** Start Available data **

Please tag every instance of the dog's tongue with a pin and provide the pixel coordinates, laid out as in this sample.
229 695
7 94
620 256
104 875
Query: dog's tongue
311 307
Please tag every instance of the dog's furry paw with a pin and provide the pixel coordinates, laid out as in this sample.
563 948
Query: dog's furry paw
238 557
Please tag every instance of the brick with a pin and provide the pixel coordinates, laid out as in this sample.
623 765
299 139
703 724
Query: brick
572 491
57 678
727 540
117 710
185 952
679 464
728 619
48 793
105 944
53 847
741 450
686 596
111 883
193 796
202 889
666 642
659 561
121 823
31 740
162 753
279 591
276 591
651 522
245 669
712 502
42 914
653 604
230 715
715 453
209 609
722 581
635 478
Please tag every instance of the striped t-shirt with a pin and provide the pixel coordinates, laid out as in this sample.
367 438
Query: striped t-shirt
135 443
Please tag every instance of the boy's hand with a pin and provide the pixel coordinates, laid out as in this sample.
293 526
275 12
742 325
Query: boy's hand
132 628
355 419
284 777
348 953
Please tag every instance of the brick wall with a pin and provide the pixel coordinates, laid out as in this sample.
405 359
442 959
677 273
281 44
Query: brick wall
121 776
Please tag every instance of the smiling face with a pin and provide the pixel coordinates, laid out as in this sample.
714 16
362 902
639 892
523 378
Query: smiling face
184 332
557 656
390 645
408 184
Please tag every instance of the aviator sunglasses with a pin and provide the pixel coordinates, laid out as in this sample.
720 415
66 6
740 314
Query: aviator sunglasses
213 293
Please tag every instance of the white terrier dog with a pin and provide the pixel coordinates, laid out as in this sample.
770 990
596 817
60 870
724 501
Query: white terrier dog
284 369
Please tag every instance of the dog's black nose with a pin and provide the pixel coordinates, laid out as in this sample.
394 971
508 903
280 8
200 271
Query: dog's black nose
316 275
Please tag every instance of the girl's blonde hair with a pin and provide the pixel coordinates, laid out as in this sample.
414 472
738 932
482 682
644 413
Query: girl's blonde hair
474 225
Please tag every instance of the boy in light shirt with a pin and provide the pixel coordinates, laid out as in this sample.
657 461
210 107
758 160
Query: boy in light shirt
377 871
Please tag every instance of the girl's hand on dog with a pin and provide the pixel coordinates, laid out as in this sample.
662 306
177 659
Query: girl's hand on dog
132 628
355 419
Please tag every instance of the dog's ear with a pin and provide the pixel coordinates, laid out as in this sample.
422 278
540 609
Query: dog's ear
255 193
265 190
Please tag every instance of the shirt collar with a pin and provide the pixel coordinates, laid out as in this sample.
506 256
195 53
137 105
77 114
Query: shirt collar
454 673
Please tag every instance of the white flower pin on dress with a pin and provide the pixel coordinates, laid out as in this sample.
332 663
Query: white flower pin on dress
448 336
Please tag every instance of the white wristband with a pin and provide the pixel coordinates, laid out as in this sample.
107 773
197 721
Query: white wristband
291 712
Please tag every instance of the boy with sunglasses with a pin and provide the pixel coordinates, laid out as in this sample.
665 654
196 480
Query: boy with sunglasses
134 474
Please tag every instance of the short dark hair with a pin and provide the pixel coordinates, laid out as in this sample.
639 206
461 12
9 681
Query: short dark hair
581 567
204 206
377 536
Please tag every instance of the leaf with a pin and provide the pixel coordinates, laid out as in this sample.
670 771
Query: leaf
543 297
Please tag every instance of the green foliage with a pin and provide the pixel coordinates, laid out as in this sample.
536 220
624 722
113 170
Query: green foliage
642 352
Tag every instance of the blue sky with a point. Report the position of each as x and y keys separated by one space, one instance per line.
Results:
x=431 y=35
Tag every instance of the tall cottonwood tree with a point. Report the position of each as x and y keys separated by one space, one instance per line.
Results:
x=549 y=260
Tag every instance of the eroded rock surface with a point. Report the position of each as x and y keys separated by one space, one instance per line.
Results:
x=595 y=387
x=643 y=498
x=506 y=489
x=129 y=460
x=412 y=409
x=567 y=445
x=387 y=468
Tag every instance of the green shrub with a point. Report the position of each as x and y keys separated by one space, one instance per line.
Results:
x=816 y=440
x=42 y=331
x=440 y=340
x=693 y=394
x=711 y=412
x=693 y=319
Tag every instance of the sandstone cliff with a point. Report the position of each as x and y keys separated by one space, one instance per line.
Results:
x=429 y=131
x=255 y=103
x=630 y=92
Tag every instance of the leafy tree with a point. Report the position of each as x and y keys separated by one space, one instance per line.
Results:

** End Available data **

#### [Request]
Set out the complete listing exactly as shown.

#### [Correct output]
Please tag every instance of the dog's tongue with a pin and provide the pixel coordinates, laid out as in this sample.
229 695
7 94
620 256
104 875
Query: dog's tongue
311 307
Please tag every instance of the dog's furry paw with a pin and provide the pixel coordinates, laid out as in this sample.
563 948
Query: dog's furry paw
238 557
Please tag every instance of the brick with a pin and provide the pixel coordinates, laid out as in this sample.
623 765
299 139
703 724
Query: brick
572 491
57 678
727 540
117 710
185 952
679 464
728 619
48 793
105 944
53 847
741 450
686 596
111 883
193 796
202 889
666 642
659 561
121 823
31 740
162 753
279 591
276 591
651 522
245 669
712 502
42 914
653 604
230 715
715 453
209 609
722 581
635 478
Please tag every instance of the striped t-shirt with a pin and provide the pixel coordinates, laid out as in this sample.
367 438
Query: striped t-shirt
135 443
Please tag every instance of the boy's hand with a pin and provide the pixel coordinates, laid out as in this sample.
293 526
275 12
742 325
Query: boy's hand
132 628
355 419
284 777
348 953
Please tag every instance of the brick wall with a pin and provide the pixel coordinates, laid out as in this sample.
405 359
442 959
677 273
281 44
Query: brick wall
121 776
Please tag every instance of the smiling face with a pin and provide the pixel coordinates, laid out as in this sample.
714 16
362 902
639 892
523 378
Query: smiling face
184 332
557 656
390 645
408 184
Please tag every instance of the aviator sunglasses with a pin and provide the pixel coordinates, laid out as in this sample.
720 415
66 6
740 314
Query: aviator sunglasses
213 293
Please tag every instance of the white terrier dog with a pin and provide the pixel coordinates, laid out as in this sample.
770 990
596 817
60 870
724 501
Query: white terrier dog
284 369
Please tag every instance of the dog's black nose with a pin and provide the pixel coordinates, laid out as in this sample.
394 971
508 903
280 8
200 271
Query: dog's black nose
316 275
Please tag every instance of the girl's blonde hair with a pin and provide the pixel coordinates, laid out as in this sample.
414 472
738 932
482 682
644 413
Query: girl's blonde hair
474 225
Please tag every instance of the boy in light shirt with a pin and provide the pixel coordinates, laid out as in this sample.
657 461
210 107
758 160
Query: boy in light shirt
377 871
Please tag every instance of the girl's hand on dog with a pin and provide the pixel coordinates, laid out as in this sample.
662 306
177 659
Query: girl's hand on dog
132 628
355 419
Please tag every instance of the dog's ear with a pin and provide the pixel coordinates, laid out as in this sample.
422 278
540 609
Query: dog's ear
255 193
265 190
Please tag every instance of the shirt collar with a pin and provide the pixel coordinates, laid out as in this sample.
506 256
195 53
137 105
77 114
Query: shirt collar
454 673
Please tag every instance of the white flower pin on dress with a pin and provide the pixel coordinates, laid out as in this sample.
332 663
Query: white flower pin on dress
448 336
Please tag every instance of the white wristband with a pin and provide the pixel coordinates, laid out as in this sample.
107 773
197 721
Query: white wristband
291 712
Please tag every instance of the boy with sunglasses with a pin and provide the pixel coordinates, laid out as in this sample.
665 654
196 480
Query: boy with sunglasses
134 474
Please tag every instance of the short dark hair with a pin and provide the pixel coordinates, laid out as in this sample.
639 206
461 12
9 681
Query: short dark hair
581 567
204 206
377 536
Please tag every instance of the leaf with a pin and provide the pixel coordinates, laid out as in this sample.
670 771
Query: leaf
543 297
Please tag every instance of the green foliage with a pin and provide the pixel coordinates, laid out as in this sample.
536 220
624 722
113 170
Query: green foliage
642 352
Tag every instance of the blue sky with a point. Report the position of each as x and y keys separated by one space, one instance per line.
Results:
x=431 y=35
Tag every instance of the tall cottonwood tree with a point. Report the position of each as x and y keys separated by one space, one instance per line.
Results:
x=549 y=260
Tag every instance of the eroded rock surface with a point. Report the position of each as x and y keys separated by one space, one instance per line.
Results:
x=595 y=387
x=643 y=498
x=506 y=489
x=129 y=460
x=412 y=409
x=567 y=445
x=387 y=468
Tag every instance of the green shrub with a point. Report the position of each as x and y keys separated by one space, one instance per line.
Results:
x=816 y=440
x=42 y=331
x=440 y=340
x=693 y=394
x=711 y=412
x=693 y=319
Tag every instance of the sandstone cliff with a point. Report the position of each as x and y keys separated by one space, one instance per line.
Results:
x=429 y=131
x=255 y=103
x=630 y=92
Tag every instance of the leafy tree with a point. Report the position of each as x and y keys separated by one space, one instance per line.
Results:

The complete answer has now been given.